(SOURCE EXTRACT)
The new school of hip hop was a movement in hip hop music, beginning in 1983–84 with the early records of Run–D.M.C. and LL Cool J. Predominantly from New York City, it was characterized by drum machine-led minimalism, often tinged with elements of rock; rapped taunts, boasts, and socio-political commentary; and aggressive, self-assertive delivery. In song and image, its artists projected a tough, cool, street b-boy attitude. These elements contrasted sharply with funk and disco, novelty hits, live bands, synthesizers, and party rhymes of artists prevalent in the early 1980s. Compared to their older hip hop counterparts, new school artists crafted more cohesive LPs and shorter songs more amenable to airplay. By 1986, their releases began to establish hip hop in the mainstream.

The somewhat broader era of golden age hip hop is applied to late 1980s-to-early 1990s mainstream hip hop, characterized by diversity, quality, innovation and influence, and associated with Public Enemy, KRS-One and his Boogie Down Productions, Eric B. & Rakim, Ultramagnetic MCs, De La Soul, A Tribe Called Quest, and the Jungle Brothers, known for themes of Afrocentricity and political militancy, experimental music, and eclectic sampling. This period is sometimes referred to as "mid-school" or "middle school"; associated acts included Gang Starr, The UMC's, Main Source, Lord Finesse, EPMD, Just Ice, Stetsasonic, True Mathematics, and Mantronix.

The innovations of Run-D.M.C., MC Shan, and LL Cool J, and new school producers such as Larry Smith and Rick Rubin of Def Jam, were quickly surpassed by the Beastie Boys, Marley Marl and his Juice Crew MCs, Boogie Down Productions, Public Enemy, and Eric B. & Rakim. Hip-hop production became denser, rhymes and beats faster, as the drum machine was augmented with sampler technology. Rakim took lyrics about the art of rapping to new heights, while KRS-One and Chuck D pushed "message rap" towards black activism. Native Tongues artists' inclusive, sample-crowded music accompanied their positivity, Afrocentricity, and playful energy.  The new school/golden age ended with the eventual commercial dominance of West Coast gangsta rap, particularly the emergence of the relaxed sounds of G-funk by the early nineties, while the East Coast scene became dominated by hardcore rappers such as the Wu-Tang Clan and gangsta rappers such as Nas and The Notorious B.I.G.

(WHAT YOU WILL DO)
1. In the passage on new school hip hop, by what year had new school releases begun to establish hip hop in the mainstream?
2. Echo the passage on new school hip hop word for word from "The somewhat broader" to "Mathematics, and Mantronix.".

(RECORD EXTRACTS)

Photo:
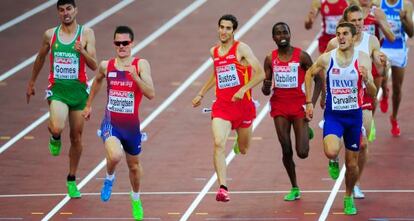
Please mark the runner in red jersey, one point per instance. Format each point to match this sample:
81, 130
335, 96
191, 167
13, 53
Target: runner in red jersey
331, 12
236, 71
287, 66
128, 79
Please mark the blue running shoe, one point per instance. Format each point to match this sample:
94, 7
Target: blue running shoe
107, 189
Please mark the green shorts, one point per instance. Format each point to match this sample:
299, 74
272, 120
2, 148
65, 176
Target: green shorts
72, 93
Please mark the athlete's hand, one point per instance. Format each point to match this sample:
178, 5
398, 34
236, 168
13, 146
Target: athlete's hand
309, 111
197, 100
79, 47
29, 92
86, 113
238, 95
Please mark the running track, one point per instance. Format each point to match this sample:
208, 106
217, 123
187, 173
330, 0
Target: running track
177, 158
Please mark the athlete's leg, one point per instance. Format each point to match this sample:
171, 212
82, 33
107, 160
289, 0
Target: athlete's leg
300, 126
244, 136
114, 154
221, 130
135, 171
58, 115
76, 122
397, 80
283, 126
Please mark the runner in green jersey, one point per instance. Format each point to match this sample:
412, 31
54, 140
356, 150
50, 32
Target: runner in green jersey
72, 48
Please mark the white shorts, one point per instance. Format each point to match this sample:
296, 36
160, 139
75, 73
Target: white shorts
397, 57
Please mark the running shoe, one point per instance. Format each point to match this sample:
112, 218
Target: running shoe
311, 133
384, 102
395, 128
373, 134
358, 194
54, 146
333, 169
137, 210
73, 191
294, 194
349, 206
222, 195
107, 189
236, 148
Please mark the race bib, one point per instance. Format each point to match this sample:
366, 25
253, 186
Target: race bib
121, 102
286, 76
331, 22
344, 94
66, 67
227, 76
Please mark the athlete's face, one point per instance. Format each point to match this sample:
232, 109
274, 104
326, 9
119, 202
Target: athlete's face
345, 38
67, 13
356, 19
281, 36
123, 45
225, 31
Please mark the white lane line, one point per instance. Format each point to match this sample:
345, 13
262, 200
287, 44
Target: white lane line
173, 21
266, 192
27, 15
269, 5
151, 117
337, 185
91, 23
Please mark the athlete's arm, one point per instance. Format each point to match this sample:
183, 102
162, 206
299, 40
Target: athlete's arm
88, 51
406, 18
383, 24
38, 64
267, 82
365, 68
144, 79
312, 14
257, 74
316, 69
207, 85
96, 86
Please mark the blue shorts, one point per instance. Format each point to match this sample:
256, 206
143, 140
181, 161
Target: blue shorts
347, 125
129, 138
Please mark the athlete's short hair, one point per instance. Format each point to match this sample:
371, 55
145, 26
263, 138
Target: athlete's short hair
349, 25
349, 9
64, 2
277, 24
229, 17
124, 30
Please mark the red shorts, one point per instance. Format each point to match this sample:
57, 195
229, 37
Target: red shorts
290, 109
241, 113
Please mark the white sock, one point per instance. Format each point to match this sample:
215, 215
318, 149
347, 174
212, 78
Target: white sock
110, 177
135, 195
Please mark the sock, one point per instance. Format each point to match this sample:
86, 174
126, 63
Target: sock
56, 138
71, 178
110, 177
135, 195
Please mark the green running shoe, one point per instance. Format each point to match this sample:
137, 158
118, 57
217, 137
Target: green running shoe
349, 206
137, 210
73, 191
333, 169
236, 148
311, 133
372, 135
54, 146
293, 195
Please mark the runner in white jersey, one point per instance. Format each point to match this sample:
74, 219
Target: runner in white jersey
345, 70
399, 14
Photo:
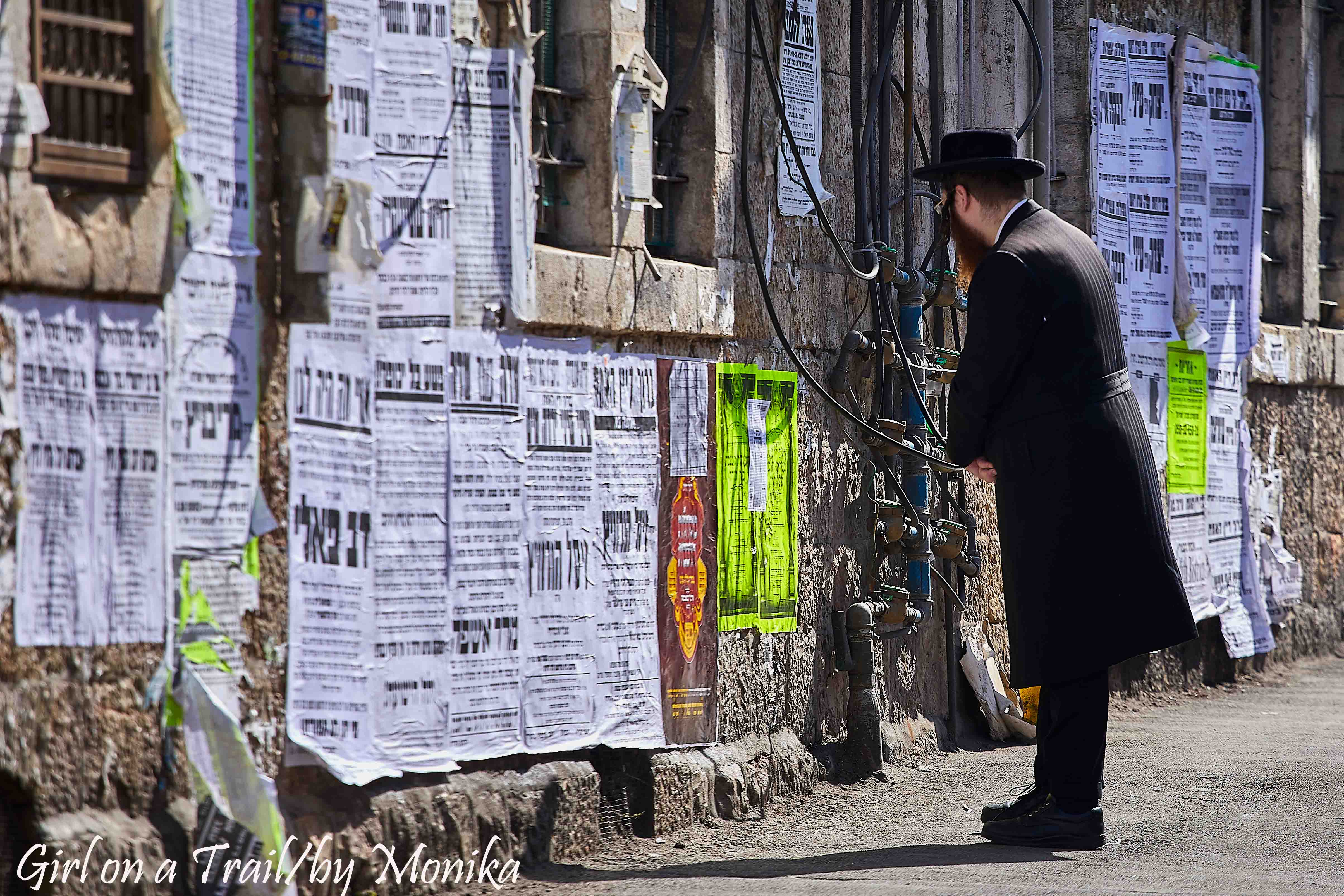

(TASK-BY-TASK SOLUTIONS)
1. By 1986.

2.
The somewhat broader era of golden age hip hop is applied to late 1980s-to-early 1990s mainstream hip hop, characterized by diversity, quality, innovation and influence, and associated with Public Enemy, KRS-One and his Boogie Down Productions, Eric B. & Rakim, Ultramagnetic MCs, De La Soul, A Tribe Called Quest, and the Jungle Brothers, known for themes of Afrocentricity and political militancy, experimental music, and eclectic sampling. This period is sometimes referred to as "mid-school" or "middle school"; associated acts included Gang Starr, The UMC's, Main Source, Lord Finesse, EPMD, Just Ice, Stetsasonic, True Mathematics, and Mantronix.